* _REQUIRED ACTION_
Return the data exactly, but only from the line containing "Could you please drop a point on the tall" through its last line.
= = = = = = =
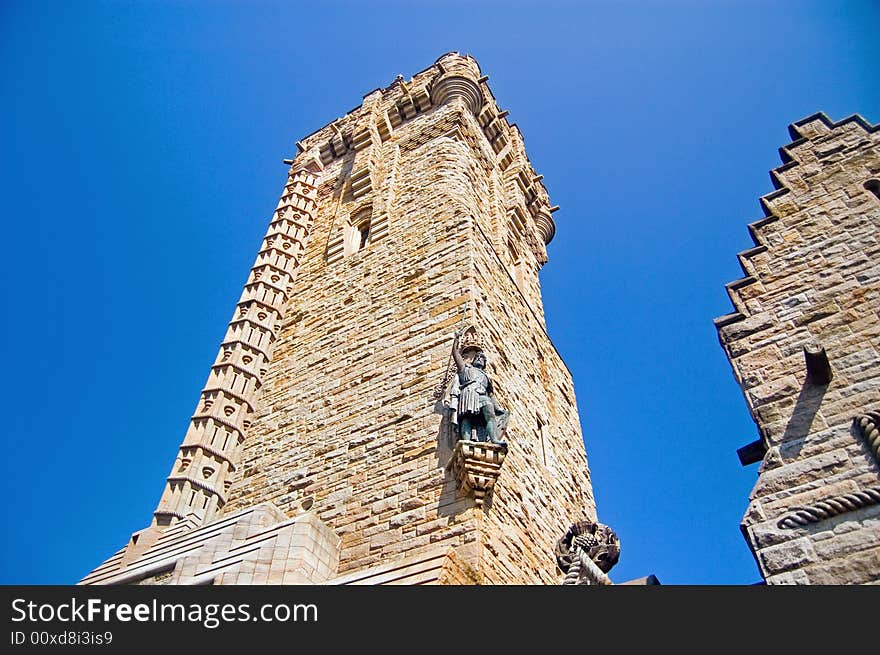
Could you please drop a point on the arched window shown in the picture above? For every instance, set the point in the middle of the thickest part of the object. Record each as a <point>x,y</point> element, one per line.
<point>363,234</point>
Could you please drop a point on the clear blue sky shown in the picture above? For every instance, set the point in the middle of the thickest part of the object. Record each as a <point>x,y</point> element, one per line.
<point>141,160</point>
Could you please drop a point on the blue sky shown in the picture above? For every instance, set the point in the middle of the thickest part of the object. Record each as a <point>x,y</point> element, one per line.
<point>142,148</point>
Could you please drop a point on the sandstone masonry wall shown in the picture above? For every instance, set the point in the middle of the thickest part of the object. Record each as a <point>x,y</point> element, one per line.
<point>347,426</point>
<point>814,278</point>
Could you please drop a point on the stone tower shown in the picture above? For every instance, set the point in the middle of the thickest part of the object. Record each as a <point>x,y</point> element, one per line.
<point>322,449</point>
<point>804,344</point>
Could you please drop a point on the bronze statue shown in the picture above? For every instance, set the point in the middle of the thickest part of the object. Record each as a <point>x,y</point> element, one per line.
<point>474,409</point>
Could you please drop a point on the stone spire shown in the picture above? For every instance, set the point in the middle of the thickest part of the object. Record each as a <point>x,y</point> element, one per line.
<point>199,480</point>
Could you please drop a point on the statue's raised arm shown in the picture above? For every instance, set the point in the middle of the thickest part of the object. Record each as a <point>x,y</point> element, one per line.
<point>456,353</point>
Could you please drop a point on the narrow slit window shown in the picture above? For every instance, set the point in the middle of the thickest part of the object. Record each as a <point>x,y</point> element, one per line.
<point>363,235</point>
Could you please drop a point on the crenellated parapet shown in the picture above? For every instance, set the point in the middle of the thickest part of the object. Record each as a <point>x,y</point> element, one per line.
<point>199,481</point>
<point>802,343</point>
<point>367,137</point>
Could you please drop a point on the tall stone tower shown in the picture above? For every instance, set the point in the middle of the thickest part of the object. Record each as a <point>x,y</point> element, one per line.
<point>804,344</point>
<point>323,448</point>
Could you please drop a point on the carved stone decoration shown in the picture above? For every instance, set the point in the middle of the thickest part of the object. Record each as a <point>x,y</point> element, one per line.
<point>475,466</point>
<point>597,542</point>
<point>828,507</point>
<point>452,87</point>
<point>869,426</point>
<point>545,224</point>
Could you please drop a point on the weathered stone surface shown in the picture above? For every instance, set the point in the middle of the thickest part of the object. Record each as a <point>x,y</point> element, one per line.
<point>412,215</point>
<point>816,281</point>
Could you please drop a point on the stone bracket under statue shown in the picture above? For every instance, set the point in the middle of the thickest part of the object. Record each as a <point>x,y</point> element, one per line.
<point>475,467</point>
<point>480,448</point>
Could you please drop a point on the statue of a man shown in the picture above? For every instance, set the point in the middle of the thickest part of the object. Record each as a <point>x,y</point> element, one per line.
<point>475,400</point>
= = = = = = =
* _RESULT OF THE TASK_
Could you please drop a point on the tall stone tower shown in the picture above? For every instance, set the point in the middle of the thickest part of the object. Record each as a <point>x,y</point> element, one per line.
<point>804,344</point>
<point>323,448</point>
Could you please drop a point on the carved stone decoration shown in the picture above? For every instance, set the point in the middle of the thickest part of the object. Record each as a <point>x,y</point> element, one per line.
<point>475,466</point>
<point>597,542</point>
<point>828,507</point>
<point>452,87</point>
<point>869,426</point>
<point>545,224</point>
Could you please drop a point on the weathered stone surface shown in the picture above? For every instance, set the point in the middle of the thickest part of the object. Record each as a <point>x,y</point> element, one per line.
<point>412,215</point>
<point>816,281</point>
Could you please drop a point on the stone bracket under statue shown in the picture above? For every instance, set the point in the middle of the thickest part of the object. Record each as a <point>x,y</point> element, one per line.
<point>475,467</point>
<point>480,448</point>
Could you please drop a point on the statue of a man shown in the picture above? For every instance, set the point in the middle of the thickest part of the object. Record each as a <point>x,y</point> element, one per line.
<point>475,400</point>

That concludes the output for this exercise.